== Input data

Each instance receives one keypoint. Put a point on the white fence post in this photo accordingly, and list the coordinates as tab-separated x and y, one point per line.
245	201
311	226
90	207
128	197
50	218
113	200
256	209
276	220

====

About this exercise> Nothing but an exact transcription of the records is expected.

Solution to this exercise>
Each instance receives one keypoint. Put a point on the white fence post in this photo accordingly, and list the coordinates as tab-separated x and y, one point per line.
245	201
311	226
90	207
128	197
50	218
113	200
256	209
276	220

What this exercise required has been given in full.